What needs to be done:
Format every line of the records below as a Markdown table with columns Row and Line, one line per row numbered in order, skipping blank lines and leaving the pictures out.

Data section:
- - -
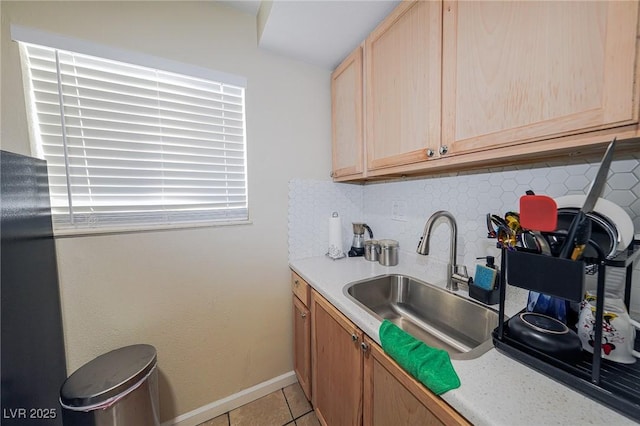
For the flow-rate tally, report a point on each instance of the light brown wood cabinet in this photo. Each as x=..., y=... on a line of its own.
x=337, y=360
x=346, y=118
x=403, y=88
x=355, y=382
x=301, y=333
x=517, y=72
x=393, y=397
x=455, y=85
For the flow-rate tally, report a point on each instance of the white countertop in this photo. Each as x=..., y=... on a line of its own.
x=495, y=389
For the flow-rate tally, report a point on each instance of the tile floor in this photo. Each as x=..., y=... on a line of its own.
x=287, y=406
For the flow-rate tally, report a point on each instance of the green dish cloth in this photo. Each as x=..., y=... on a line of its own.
x=431, y=366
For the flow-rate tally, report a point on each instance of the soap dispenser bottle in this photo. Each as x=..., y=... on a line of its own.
x=491, y=263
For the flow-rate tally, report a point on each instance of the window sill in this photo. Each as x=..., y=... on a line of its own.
x=88, y=232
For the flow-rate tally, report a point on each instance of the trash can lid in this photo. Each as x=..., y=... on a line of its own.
x=108, y=375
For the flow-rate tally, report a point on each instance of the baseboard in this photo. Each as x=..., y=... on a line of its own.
x=216, y=408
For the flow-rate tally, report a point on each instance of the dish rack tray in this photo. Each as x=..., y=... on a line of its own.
x=613, y=384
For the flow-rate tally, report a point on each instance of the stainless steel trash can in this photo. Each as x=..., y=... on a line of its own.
x=119, y=388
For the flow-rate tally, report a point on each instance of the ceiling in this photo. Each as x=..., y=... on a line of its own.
x=318, y=32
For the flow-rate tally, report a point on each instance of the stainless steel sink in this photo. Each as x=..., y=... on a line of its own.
x=438, y=317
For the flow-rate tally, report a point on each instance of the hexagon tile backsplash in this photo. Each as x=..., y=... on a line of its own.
x=399, y=209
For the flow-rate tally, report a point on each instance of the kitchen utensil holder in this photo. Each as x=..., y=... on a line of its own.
x=613, y=384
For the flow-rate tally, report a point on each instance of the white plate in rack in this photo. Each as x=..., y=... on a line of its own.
x=607, y=209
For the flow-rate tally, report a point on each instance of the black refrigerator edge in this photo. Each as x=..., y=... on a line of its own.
x=32, y=345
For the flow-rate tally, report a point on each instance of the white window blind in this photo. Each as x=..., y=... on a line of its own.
x=132, y=146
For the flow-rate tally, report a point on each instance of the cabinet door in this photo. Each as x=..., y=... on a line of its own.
x=302, y=345
x=346, y=117
x=403, y=87
x=517, y=72
x=392, y=397
x=337, y=365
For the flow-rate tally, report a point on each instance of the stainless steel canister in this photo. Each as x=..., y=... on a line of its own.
x=371, y=248
x=388, y=255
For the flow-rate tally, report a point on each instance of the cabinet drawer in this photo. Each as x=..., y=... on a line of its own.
x=300, y=288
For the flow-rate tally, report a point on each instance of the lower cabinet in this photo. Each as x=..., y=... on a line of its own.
x=302, y=345
x=393, y=397
x=356, y=383
x=336, y=357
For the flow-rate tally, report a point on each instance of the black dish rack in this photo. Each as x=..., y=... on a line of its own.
x=613, y=384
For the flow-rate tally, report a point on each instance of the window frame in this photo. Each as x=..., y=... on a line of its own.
x=32, y=36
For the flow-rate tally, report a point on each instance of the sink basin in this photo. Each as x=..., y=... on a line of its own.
x=431, y=314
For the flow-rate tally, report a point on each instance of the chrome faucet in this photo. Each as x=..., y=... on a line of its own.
x=455, y=274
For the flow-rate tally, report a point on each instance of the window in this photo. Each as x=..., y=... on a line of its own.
x=129, y=146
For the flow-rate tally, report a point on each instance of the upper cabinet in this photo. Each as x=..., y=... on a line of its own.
x=402, y=73
x=453, y=85
x=346, y=117
x=516, y=72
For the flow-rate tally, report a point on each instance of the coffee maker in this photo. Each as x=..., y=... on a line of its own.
x=357, y=246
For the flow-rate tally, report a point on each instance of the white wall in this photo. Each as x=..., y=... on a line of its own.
x=215, y=302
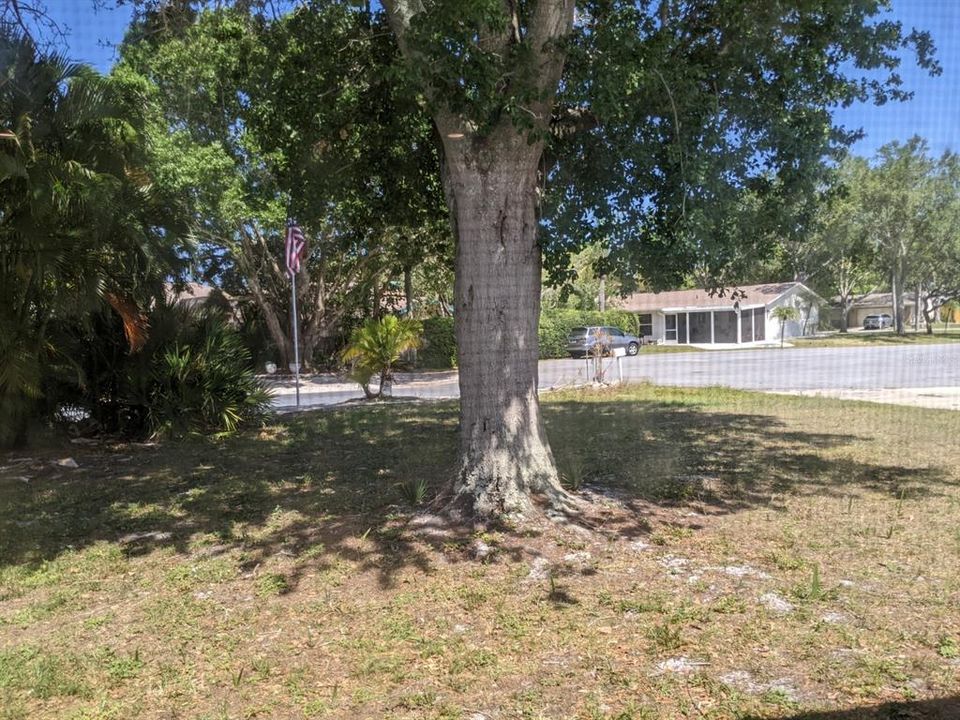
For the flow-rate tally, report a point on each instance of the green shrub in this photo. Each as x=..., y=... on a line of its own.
x=439, y=349
x=199, y=377
x=376, y=346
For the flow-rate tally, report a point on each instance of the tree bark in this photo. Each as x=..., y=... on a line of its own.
x=916, y=309
x=897, y=304
x=408, y=290
x=504, y=455
x=490, y=180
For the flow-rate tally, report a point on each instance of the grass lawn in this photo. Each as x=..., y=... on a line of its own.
x=748, y=556
x=880, y=338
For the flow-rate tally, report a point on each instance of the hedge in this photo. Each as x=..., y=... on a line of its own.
x=440, y=347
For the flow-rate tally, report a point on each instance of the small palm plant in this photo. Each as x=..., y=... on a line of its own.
x=784, y=314
x=375, y=346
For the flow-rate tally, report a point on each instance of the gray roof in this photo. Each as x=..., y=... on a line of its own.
x=750, y=295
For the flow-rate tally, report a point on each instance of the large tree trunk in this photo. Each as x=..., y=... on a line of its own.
x=897, y=302
x=504, y=455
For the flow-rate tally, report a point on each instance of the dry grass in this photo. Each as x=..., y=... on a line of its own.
x=880, y=338
x=279, y=575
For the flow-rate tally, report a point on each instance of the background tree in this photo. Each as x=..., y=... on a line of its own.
x=81, y=225
x=634, y=125
x=251, y=139
x=785, y=314
x=937, y=264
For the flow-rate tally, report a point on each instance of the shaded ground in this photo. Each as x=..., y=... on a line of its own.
x=747, y=556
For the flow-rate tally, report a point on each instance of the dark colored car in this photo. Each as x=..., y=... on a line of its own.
- - -
Output of the exercise:
| Row | Line |
|---|---|
| 1 | For the flow-rate tally, report a point on each instance of the light brown wood cabinet in this photo. Each as x=..., y=... on a line of its own. |
| 2 | x=337, y=360 |
| 3 | x=346, y=118 |
| 4 | x=403, y=88 |
| 5 | x=355, y=382 |
| 6 | x=301, y=333 |
| 7 | x=517, y=72 |
| 8 | x=393, y=397 |
| 9 | x=455, y=85 |
| 10 | For the flow-rate tally, report a point on each instance of the white countertop in this photo. Each as x=..., y=... on a line of its own. |
| 11 | x=495, y=389 |
| 12 | For the flow-rate tally, report a point on each instance of the tile floor in this photo. Each as x=..., y=... on a line of its own. |
| 13 | x=287, y=406 |
| 14 | For the flow-rate tally, report a point on each instance of the green dish cloth in this photo. Each as x=..., y=... on a line of its own. |
| 15 | x=431, y=366 |
| 16 | For the flow-rate tally, report a point on each instance of the soap dispenser bottle in this photo. Each as x=..., y=... on a line of its own. |
| 17 | x=491, y=263 |
| 18 | For the flow-rate tally, report a point on each instance of the window sill in this photo. Each as x=..., y=... on a line of its own. |
| 19 | x=88, y=232 |
| 20 | For the flow-rate tally, report a point on each instance of the trash can lid in this photo. Each as x=..., y=... on a line of its own. |
| 21 | x=108, y=375 |
| 22 | For the flow-rate tally, report a point on each instance of the baseboard in this photo. Each as x=..., y=... on a line of its own. |
| 23 | x=216, y=408 |
| 24 | For the flow-rate tally, report a point on each instance of the dish rack tray in this photo. Each as x=..., y=... on a line of its own. |
| 25 | x=613, y=384 |
| 26 | For the flow-rate tally, report a point on each instance of the stainless steel trash can in this photo. Each as x=..., y=... on a line of its own. |
| 27 | x=119, y=388 |
| 28 | For the flow-rate tally, report a point on each instance of the ceiling in this photo. Each as x=..., y=... on a line of its own. |
| 29 | x=318, y=32 |
| 30 | For the flow-rate tally, report a point on each instance of the stainless steel sink in this photo. Each as x=..., y=... on a line of its own. |
| 31 | x=438, y=317 |
| 32 | For the flow-rate tally, report a point on each instance of the hexagon tile backsplash in this photo. Each as x=..., y=... on a line of its own. |
| 33 | x=399, y=209 |
| 34 | For the flow-rate tally, report a point on each instance of the kitchen utensil holder in this photo. Each as x=..., y=... on a line of its own. |
| 35 | x=613, y=384 |
| 36 | For the flow-rate tally, report a point on each instance of the white plate in rack in this photo. Each as x=..., y=... on a line of its own. |
| 37 | x=607, y=209 |
| 38 | For the flow-rate tally, report a point on each instance of the black refrigerator edge in this photo. Each as x=..., y=... on a line of its own. |
| 39 | x=32, y=345 |
| 40 | For the flow-rate tally, report a point on each instance of the white window blind in this photo. Each as x=..., y=... on a line of its own. |
| 41 | x=132, y=146 |
| 42 | For the flow-rate tally, report a point on each instance of the cabinet door in this photo. Each as x=..., y=... on a line of its own. |
| 43 | x=302, y=345 |
| 44 | x=346, y=117 |
| 45 | x=403, y=87 |
| 46 | x=517, y=72 |
| 47 | x=392, y=397 |
| 48 | x=337, y=365 |
| 49 | For the flow-rate tally, report a point on each instance of the stainless steel canister in this photo. Each as x=..., y=... on a line of its own. |
| 50 | x=371, y=248 |
| 51 | x=388, y=255 |
| 52 | For the flow-rate tally, report a point on each instance of the cabinet drawer in this photo. Each as x=..., y=... on a line of its own. |
| 53 | x=300, y=288 |
| 54 | For the flow-rate tally, report a point on each instance of the lower cabinet in this photo. Each as x=..., y=... on a line of its own. |
| 55 | x=302, y=345 |
| 56 | x=393, y=397 |
| 57 | x=356, y=383 |
| 58 | x=336, y=357 |
| 59 | For the flow-rate tally, report a point on each instance of the black dish rack in this photo. Each as x=..., y=... on a line of its own. |
| 60 | x=613, y=384 |
| 61 | For the flow-rate tally, report a point on each instance of the window frame in this photo. Each as x=..., y=... on a line of its own. |
| 62 | x=32, y=36 |
| 63 | For the flow-rate tally, report a point on each instance of the sink basin in this photo. Each as x=..., y=... on a line of its own. |
| 64 | x=431, y=314 |
| 65 | For the flow-rate tally, report a point on each instance of the chrome faucet in this photo. Each as x=..., y=... on a line of its own. |
| 66 | x=455, y=274 |
| 67 | For the flow-rate tally, report a point on each instance of the window in this photo. Each as x=..., y=... on a line of its own. |
| 68 | x=129, y=146 |
| 69 | For the flow-rate tally, report a point on each instance of the upper cabinet in this photo. Each as x=..., y=... on a line of its own. |
| 70 | x=402, y=73 |
| 71 | x=453, y=85 |
| 72 | x=346, y=117 |
| 73 | x=516, y=72 |
| 74 | For the flow-rate tally, report a point on each instance of the coffee maker in this photo. Each as x=..., y=... on a line of its own. |
| 75 | x=357, y=246 |
| 76 | For the flow-rate tally, report a point on each instance of the white wall in this photo. Each as x=..., y=... on a line of its own. |
| 77 | x=215, y=302 |
| 78 | For the flow-rate tally, report a point on each instance of the green shrub in this photo. Each as x=..., y=... on a line of its own. |
| 79 | x=439, y=349 |
| 80 | x=199, y=377 |
| 81 | x=376, y=346 |
| 82 | For the flow-rate tally, report a point on each instance of the tree bark in this photo. Each as x=..., y=... on a line of its own. |
| 83 | x=916, y=309 |
| 84 | x=897, y=304 |
| 85 | x=408, y=290 |
| 86 | x=504, y=455 |
| 87 | x=490, y=180 |
| 88 | For the flow-rate tally, report a point on each instance of the grass lawn in this photo. Each as x=..., y=... on a line of its own. |
| 89 | x=748, y=556 |
| 90 | x=880, y=338 |
| 91 | For the flow-rate tally, report a point on each instance of the hedge in this photo. Each as x=..., y=... on a line of its own. |
| 92 | x=440, y=347 |
| 93 | For the flow-rate tally, report a point on each instance of the small palm plant in this photo. Each as x=..., y=... on a line of its own. |
| 94 | x=784, y=314 |
| 95 | x=375, y=346 |
| 96 | For the flow-rate tally, report a point on each instance of the gray roof in this photo. Each as x=..., y=... on a line of its own. |
| 97 | x=750, y=295 |
| 98 | For the flow-rate tally, report a point on each instance of the large tree trunk in this photo. Each as x=..., y=... on a line of its own. |
| 99 | x=897, y=302 |
| 100 | x=504, y=455 |
| 101 | For the flow-rate tally, report a point on each instance of the dry grass in this photo. Each as x=..., y=... on a line of its own. |
| 102 | x=880, y=338 |
| 103 | x=279, y=575 |
| 104 | For the flow-rate tally, report a point on each instance of the background tree in this photo. Each as x=..., y=... on a line of its own. |
| 105 | x=81, y=225 |
| 106 | x=634, y=125 |
| 107 | x=251, y=139 |
| 108 | x=785, y=314 |
| 109 | x=937, y=264 |
| 110 | For the flow-rate tally, report a point on each instance of the shaded ground in this photo. Each as x=..., y=... on a line of its own. |
| 111 | x=747, y=556 |
| 112 | For the flow-rate tally, report a point on each instance of the dark colored car in this photo. Each as x=..., y=... on a line of its own. |